Coordinate annotation records:
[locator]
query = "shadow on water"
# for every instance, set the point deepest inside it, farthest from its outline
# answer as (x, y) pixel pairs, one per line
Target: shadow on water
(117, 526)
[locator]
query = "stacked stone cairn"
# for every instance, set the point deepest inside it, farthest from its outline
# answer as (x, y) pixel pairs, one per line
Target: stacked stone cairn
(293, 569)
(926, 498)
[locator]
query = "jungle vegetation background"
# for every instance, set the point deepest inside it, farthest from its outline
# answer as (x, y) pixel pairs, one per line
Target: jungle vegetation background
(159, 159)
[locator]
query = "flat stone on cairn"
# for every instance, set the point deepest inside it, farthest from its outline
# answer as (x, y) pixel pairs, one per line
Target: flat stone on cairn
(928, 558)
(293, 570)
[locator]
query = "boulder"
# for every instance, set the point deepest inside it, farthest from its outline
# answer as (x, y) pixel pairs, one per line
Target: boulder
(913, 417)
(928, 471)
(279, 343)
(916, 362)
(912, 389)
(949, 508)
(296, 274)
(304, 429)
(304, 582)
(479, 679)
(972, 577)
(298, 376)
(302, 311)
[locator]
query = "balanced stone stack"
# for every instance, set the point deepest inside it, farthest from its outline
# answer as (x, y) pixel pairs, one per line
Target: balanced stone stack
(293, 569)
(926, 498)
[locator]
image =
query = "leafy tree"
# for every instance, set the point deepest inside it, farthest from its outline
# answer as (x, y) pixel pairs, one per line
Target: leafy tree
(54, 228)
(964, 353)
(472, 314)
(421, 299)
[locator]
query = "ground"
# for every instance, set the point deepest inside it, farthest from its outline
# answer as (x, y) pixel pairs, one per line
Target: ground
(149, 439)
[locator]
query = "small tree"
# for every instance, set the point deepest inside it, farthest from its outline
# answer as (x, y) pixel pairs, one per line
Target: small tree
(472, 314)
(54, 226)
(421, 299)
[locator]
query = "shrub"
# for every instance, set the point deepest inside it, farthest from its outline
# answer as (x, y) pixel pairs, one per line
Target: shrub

Problem requirements:
How many lines in the records above contain the string "tree"? Reply with the number alone.

Written solution:
4